[Reading passage]:
↓↓↓

Ofure-Key, a former governorship aspirant, in a statement on Sunday in Abuja urged the government to see Nigerians in diaspora beyond their traditional role as providers of remittances.
She said that the diaspora should no longer be treated as a mere source of remittances or ceremonial invitees to national events, noting that they remain central to Nigeria’s investment and development process.
The 2024 Edo governorship candidate noted that diaspora-linked capital had become an indispensable economic driver that should be structured into infrastructure finance, co-investment vehicles, and governance policy design.
Ofure-Key cited World Bank data showing that diaspora remittances to Nigeria reached a five-year high of 23 billion dollars in 2025, accounting for nearly 12 per cent of the nation’s Gross Domestic Product (GDP).
She noted that the World Bank projected recorded remittance flows to low- and middle-income countries to reach 685 billion dollars in 2024, larger than foreign direct investment and official development assistance combined.
`The World Bank’s Nigeria data page also continues to track the country’s remittance inflows and shows personal remittances received at 8.4 per cent of GDP in 2024.
“Diaspora remittances to Nigeria in 2025 reached a five-year high, estimated at 23 billion dollars.
“This strengthens Nigeria’s position as Africa’s largest recipient, while the inflows are projected to account for nearly 12 per cent of Nigeria’s GDP in 2025 and are crucial economic drivers, representing a significant portion of Nigeria’s foreign exchange.
“If diaspora-linked capital is already so economically consequential, then Nigeria should be deliberately structuring diaspora participation in infrastructure finance, co-investment vehicles, export platforms, enterprise growth, governance, and policy design,’’ she said
According to Ofure-Key, the real strength of the nation lies in its ability to organise its human capital from within and across its borders to achieve sustainable development under the “Renewed Hope” mandate.
The NiDCC boss urged the government to ensure that international trade deals prioritise local content and technology transfer.
She lauded the 746 million pounds export-finance arrangement for the development of the Lagos Port Complex and Tin Can Island, noting that while infrastructure renewal was vital, the terms must ensure measurable domestic benefit.

↑↑↑

[Raw records]:
↓↓↓

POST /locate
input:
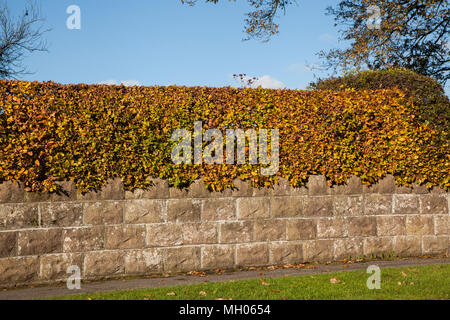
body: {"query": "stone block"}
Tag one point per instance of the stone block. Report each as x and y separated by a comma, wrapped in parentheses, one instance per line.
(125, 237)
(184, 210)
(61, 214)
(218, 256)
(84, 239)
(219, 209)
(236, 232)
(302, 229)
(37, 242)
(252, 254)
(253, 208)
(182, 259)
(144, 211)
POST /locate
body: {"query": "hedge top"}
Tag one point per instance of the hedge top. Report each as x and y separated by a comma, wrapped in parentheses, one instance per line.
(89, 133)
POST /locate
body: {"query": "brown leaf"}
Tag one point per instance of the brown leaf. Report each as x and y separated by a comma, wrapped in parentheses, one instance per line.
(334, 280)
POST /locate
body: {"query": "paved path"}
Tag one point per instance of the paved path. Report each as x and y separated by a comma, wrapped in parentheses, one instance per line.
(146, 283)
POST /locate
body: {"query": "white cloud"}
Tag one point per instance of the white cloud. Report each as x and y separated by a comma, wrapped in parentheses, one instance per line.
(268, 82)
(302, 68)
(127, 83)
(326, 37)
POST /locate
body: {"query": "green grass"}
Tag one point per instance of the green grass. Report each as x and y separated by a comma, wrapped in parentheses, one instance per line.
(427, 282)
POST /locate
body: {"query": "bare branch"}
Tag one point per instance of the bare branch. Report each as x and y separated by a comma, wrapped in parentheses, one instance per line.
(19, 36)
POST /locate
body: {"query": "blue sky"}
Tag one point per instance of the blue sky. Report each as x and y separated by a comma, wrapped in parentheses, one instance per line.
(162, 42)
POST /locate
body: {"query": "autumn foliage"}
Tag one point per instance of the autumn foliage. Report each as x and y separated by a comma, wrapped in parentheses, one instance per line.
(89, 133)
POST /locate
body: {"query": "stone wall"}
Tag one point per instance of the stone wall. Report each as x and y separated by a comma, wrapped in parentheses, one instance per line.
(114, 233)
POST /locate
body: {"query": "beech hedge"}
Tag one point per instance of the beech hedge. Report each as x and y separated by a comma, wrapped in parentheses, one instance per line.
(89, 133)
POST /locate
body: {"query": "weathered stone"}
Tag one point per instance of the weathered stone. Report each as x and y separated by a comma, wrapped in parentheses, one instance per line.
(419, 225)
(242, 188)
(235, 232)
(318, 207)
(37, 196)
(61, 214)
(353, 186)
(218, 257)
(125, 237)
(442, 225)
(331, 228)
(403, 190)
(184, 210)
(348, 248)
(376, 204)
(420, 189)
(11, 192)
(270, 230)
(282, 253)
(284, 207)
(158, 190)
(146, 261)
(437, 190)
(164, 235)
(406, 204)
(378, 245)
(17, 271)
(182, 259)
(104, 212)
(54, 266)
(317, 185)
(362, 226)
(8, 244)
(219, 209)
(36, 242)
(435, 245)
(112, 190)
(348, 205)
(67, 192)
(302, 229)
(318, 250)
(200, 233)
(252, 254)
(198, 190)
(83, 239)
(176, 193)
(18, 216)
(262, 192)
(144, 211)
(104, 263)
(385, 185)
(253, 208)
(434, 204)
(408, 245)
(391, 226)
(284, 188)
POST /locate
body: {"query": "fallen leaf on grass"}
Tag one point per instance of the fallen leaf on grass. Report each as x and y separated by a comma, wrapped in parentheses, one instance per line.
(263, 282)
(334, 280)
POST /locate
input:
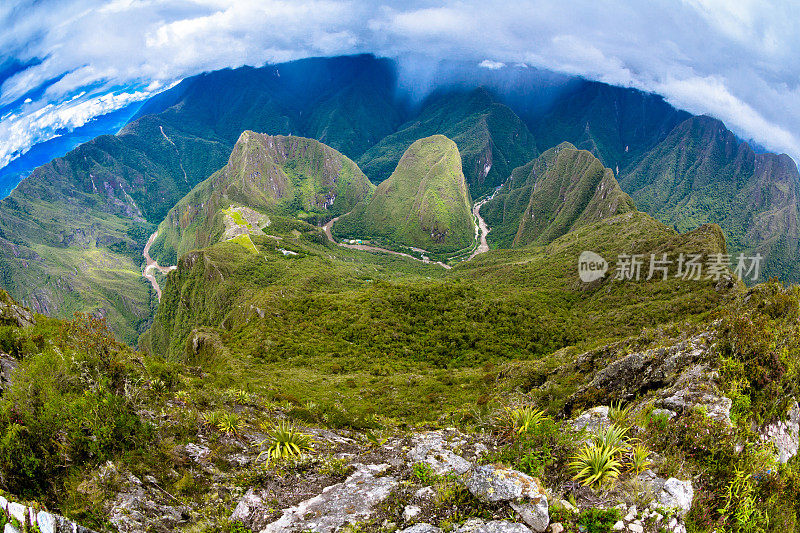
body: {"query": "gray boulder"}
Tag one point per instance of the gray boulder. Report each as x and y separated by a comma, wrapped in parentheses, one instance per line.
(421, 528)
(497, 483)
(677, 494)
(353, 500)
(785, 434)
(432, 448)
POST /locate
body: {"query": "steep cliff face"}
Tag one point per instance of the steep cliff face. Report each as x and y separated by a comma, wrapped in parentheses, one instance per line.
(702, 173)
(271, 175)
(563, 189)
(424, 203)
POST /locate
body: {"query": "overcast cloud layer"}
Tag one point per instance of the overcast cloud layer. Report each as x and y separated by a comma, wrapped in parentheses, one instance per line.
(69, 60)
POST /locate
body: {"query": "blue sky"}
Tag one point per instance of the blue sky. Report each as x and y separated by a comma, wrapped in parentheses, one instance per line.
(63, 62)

↑↑↑

[Objectives]:
A. Could you write out the part of the passage on diaspora remittances that opens with the words containing "She noted that" and closes with "development assistance combined."?
B. Which lines of the rows contain the string "layer"? Pick out each one, matching case exactly.

[Written answers]:
A.
She noted that the World Bank projected recorded remittance flows to low- and middle-income countries to reach 685 billion dollars in 2024, larger than foreign direct investment and official development assistance combined.

B.
body: {"query": "overcast cloud layer"}
Tag one point per instance of the overcast cloud layer. Report each as x and y separated by a comma, wrapped in parentheses, one instance per line.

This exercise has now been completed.